■ **Task goal**: Copy the lines of the data below, from the line with "Reviewer note: verify that every instance of the parsley stem" up to and including the line with "[[566, 460]]", keeping every request and its sample format unchanged. In the answers only, multiply each pixel coordinate by 2.6 and round it to a whole number, with halves rounded up.

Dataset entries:
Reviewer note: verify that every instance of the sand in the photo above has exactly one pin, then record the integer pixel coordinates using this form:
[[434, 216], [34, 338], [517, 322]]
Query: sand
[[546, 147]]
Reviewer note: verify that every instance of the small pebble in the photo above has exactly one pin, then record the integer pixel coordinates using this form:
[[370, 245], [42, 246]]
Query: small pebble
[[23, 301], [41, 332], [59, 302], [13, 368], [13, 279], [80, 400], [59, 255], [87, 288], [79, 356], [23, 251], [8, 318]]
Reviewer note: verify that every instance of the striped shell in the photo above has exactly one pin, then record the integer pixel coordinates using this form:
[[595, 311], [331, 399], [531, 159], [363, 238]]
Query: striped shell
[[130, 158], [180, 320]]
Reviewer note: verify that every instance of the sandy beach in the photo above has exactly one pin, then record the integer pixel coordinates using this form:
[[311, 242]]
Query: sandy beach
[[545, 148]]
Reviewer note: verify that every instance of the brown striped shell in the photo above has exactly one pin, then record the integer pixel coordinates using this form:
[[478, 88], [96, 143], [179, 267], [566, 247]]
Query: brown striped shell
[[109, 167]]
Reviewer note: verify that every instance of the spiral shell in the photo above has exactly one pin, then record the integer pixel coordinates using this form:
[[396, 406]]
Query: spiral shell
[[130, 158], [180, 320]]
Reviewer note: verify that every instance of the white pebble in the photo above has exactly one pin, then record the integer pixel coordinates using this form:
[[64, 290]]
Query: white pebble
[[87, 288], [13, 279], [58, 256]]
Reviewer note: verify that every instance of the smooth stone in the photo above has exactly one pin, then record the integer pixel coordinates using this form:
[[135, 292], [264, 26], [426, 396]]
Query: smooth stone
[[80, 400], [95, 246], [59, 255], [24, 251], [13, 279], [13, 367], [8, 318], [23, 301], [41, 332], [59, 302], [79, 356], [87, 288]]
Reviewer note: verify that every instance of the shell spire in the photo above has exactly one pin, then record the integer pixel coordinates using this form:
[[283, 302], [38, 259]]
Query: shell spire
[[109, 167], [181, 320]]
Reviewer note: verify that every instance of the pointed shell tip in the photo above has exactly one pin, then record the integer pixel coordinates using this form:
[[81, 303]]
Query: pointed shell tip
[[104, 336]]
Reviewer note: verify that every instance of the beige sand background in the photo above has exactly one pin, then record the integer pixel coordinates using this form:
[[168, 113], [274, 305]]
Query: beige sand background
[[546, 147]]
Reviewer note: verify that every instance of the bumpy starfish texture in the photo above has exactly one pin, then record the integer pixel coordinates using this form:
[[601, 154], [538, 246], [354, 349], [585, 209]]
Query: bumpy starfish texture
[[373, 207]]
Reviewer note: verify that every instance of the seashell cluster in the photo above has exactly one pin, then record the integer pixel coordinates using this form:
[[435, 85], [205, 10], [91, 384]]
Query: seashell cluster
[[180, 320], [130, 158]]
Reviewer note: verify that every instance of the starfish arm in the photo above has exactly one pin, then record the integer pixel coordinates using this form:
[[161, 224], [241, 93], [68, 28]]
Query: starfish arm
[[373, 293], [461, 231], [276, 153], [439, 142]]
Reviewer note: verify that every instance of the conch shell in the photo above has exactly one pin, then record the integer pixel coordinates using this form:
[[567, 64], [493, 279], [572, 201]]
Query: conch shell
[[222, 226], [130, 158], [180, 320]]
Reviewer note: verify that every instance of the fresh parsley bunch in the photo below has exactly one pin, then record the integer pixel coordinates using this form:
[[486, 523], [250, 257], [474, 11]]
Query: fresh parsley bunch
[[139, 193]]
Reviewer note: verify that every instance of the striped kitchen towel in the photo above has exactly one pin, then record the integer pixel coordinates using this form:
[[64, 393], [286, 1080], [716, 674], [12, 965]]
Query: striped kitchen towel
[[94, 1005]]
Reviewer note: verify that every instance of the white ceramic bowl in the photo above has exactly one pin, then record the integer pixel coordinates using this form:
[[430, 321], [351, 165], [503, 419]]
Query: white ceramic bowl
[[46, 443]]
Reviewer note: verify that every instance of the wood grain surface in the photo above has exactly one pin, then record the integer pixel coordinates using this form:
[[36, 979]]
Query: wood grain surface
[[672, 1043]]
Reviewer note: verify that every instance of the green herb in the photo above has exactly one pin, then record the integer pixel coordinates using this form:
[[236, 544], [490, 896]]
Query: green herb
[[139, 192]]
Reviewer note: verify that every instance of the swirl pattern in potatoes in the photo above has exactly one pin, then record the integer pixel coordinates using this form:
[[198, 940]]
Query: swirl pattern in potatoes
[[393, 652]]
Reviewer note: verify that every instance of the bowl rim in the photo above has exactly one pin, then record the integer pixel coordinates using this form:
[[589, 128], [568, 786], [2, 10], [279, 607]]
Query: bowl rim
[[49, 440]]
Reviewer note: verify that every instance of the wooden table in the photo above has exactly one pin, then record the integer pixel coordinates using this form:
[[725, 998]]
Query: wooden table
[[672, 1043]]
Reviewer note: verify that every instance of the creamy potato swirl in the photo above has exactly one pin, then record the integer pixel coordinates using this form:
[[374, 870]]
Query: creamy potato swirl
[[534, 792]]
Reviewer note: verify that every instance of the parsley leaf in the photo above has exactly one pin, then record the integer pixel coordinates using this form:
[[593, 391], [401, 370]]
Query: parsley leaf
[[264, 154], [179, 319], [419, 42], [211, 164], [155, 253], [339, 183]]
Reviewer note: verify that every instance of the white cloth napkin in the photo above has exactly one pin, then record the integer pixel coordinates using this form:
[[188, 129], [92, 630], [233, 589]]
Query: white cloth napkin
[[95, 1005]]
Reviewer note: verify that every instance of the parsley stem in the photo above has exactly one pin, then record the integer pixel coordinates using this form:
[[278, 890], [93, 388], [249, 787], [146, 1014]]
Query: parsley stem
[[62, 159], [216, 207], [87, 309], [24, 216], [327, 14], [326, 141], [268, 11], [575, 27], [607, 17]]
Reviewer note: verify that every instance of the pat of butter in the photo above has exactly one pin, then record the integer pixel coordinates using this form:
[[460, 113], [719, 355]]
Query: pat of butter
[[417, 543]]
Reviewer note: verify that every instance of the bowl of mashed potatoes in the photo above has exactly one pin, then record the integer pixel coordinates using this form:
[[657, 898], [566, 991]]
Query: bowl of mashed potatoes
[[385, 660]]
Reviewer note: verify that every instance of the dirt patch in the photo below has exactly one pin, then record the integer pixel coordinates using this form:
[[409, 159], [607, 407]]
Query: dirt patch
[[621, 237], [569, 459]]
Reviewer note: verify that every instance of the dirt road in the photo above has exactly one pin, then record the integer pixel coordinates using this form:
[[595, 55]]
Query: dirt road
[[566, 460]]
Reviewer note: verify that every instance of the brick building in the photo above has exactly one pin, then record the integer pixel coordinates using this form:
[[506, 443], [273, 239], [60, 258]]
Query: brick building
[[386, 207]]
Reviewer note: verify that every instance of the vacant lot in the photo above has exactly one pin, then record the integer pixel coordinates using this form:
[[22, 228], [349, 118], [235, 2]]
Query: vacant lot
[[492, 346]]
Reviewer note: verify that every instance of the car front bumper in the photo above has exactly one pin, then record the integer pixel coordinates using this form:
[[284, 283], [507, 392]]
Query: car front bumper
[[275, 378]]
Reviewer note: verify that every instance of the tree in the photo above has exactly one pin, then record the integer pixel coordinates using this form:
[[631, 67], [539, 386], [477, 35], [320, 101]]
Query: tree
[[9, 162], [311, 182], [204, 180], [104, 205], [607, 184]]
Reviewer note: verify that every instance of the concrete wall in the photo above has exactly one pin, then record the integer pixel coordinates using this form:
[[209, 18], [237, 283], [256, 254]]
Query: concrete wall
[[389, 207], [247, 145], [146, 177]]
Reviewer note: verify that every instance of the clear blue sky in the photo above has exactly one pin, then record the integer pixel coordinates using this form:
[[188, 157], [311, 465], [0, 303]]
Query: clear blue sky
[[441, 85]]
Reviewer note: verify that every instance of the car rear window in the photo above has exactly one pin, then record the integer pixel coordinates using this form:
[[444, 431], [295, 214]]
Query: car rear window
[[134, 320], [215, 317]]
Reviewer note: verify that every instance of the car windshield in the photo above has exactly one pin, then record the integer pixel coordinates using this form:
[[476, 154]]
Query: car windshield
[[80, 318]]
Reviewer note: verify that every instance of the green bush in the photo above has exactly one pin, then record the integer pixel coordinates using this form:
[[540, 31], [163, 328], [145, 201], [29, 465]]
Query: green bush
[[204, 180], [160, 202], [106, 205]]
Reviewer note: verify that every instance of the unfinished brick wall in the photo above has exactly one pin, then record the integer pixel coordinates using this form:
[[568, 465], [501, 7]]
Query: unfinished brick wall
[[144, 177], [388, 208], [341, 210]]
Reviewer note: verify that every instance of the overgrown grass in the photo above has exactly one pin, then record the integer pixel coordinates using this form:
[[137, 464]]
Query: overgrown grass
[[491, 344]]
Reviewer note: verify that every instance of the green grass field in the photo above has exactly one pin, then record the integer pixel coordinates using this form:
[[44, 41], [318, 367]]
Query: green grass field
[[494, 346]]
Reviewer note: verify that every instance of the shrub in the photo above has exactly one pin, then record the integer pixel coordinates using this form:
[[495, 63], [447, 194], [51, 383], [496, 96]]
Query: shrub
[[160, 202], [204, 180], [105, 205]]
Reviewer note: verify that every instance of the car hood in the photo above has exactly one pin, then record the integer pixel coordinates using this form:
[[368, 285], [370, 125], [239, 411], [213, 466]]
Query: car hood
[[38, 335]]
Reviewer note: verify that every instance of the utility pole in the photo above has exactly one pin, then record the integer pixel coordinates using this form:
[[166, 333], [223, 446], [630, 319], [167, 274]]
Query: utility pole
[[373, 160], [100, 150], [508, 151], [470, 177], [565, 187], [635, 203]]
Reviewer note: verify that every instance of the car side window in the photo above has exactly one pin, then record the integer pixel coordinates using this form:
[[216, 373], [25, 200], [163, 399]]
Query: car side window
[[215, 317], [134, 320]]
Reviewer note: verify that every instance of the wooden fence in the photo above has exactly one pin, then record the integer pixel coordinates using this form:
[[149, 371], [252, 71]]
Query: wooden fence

■ **Solution to this task**:
Reviewer note: verify that every instance of the parsley stem in the photo above has exactly one pin, then record the integer pixel coordinates using this form:
[[278, 890], [93, 388], [249, 787], [146, 1014]]
Query: parsley stem
[[161, 413], [562, 538], [226, 803], [62, 562], [850, 36], [848, 367], [697, 29], [1495, 70], [1578, 44]]
Reviewer note: verify that every instance of the pat of butter in the photo above has exactly one pin, then record the integer pixel coordinates using this form:
[[460, 113], [719, 355]]
Query: pat of butter
[[1084, 1412]]
Reviewer note: verify that every instance of the bowl of mashed potatoes in the photo above has exactly one pin, then record the integer pixel coordinates using this form:
[[657, 898], [566, 991]]
Query: bowl of mashed potatoes
[[1001, 1716]]
Reviewer note: verify that every instance of the dirt patch in the photo below has exactly one pin, then record the integer pixel coordinates using this form:
[[409, 159], [607, 407]]
Query: dirt patch
[[1615, 616], [1479, 1193]]
Reviewer note: verify that every instance of the dirt road in the photo above has exactly one pin, then record the integer pixel coordinates using this form:
[[595, 55]]
Query: dirt road
[[1472, 1196]]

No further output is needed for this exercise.